Copy out exactly every line from the line containing "Put a marker on every instance of the front" until the records below end, inclusive of both boundary lines.
— start of Material for the task —
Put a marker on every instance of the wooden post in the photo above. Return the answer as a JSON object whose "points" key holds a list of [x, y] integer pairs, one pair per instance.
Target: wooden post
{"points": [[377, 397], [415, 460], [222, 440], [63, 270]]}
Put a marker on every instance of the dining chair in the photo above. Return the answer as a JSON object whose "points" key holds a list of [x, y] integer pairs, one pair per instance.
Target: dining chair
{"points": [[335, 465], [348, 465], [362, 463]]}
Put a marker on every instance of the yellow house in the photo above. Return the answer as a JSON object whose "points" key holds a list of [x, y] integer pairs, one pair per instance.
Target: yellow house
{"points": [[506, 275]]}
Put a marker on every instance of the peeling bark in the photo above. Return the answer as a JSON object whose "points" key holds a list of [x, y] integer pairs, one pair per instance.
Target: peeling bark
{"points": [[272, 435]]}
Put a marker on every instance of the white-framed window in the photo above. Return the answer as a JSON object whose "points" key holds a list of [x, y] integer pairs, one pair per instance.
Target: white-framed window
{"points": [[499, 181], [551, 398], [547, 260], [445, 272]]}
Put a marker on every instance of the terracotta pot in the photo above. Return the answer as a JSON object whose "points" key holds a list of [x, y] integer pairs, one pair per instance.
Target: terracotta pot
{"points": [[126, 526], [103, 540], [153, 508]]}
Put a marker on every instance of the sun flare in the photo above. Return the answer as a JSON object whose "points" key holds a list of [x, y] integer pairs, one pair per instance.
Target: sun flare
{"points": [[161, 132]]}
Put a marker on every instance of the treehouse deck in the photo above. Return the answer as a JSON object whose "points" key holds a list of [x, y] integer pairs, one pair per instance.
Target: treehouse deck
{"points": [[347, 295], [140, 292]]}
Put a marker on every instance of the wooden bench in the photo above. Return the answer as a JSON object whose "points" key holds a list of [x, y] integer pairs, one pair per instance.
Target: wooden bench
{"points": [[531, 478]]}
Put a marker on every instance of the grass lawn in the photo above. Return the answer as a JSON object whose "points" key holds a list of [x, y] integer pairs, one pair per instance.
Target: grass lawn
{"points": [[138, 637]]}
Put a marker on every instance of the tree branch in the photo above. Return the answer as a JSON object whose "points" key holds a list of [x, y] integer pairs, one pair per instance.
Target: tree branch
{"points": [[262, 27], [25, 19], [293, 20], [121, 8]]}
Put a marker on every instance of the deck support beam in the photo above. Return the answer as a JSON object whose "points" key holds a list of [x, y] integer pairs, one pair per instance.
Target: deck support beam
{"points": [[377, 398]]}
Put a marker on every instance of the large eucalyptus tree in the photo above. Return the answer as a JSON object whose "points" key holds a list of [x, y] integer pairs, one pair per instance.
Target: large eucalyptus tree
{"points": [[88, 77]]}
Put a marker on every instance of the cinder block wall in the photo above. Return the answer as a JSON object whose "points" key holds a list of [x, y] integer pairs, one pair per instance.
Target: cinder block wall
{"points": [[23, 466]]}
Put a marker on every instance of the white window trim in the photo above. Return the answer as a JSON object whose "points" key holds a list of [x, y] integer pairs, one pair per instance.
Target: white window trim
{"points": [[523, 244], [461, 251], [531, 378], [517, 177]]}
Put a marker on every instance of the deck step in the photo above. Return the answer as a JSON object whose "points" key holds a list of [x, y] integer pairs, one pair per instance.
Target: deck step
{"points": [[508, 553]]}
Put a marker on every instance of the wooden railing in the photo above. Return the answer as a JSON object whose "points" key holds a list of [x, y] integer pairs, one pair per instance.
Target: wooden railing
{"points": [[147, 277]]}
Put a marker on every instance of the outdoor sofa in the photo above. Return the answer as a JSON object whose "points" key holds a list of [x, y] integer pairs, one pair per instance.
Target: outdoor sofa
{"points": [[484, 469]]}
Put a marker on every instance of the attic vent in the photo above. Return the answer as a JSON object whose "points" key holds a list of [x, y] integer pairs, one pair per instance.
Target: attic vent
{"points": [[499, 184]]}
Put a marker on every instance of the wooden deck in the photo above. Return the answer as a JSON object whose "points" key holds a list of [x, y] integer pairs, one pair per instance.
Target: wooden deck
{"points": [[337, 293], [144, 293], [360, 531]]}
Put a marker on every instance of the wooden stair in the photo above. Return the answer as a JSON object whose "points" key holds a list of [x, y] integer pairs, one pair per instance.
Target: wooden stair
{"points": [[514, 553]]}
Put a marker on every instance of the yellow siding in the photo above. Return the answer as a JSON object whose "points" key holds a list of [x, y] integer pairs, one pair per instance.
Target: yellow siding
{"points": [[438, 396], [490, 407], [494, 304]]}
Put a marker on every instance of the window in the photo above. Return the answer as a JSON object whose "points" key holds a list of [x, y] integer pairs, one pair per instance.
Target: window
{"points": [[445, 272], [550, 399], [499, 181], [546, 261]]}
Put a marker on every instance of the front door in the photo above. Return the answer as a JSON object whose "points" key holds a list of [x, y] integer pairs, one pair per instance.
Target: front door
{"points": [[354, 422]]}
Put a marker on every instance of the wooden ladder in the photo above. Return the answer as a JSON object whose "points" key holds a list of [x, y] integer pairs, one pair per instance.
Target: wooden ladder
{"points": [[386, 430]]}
— end of Material for the task —
* [Response to the task]
Put a marker on every instance of the front door in the photo above. Return the answer as a JSON object whose "points" key holds a list of [x, y] integer pairs, one pair per instance.
Target: front door
{"points": [[354, 422]]}
Put a marker on every instance of the wooden ladder in the photo above. Return the answer as a JSON object whose "points" key holds a list of [x, y] integer pairs, one pair per instance.
Target: wooden ladder
{"points": [[386, 430]]}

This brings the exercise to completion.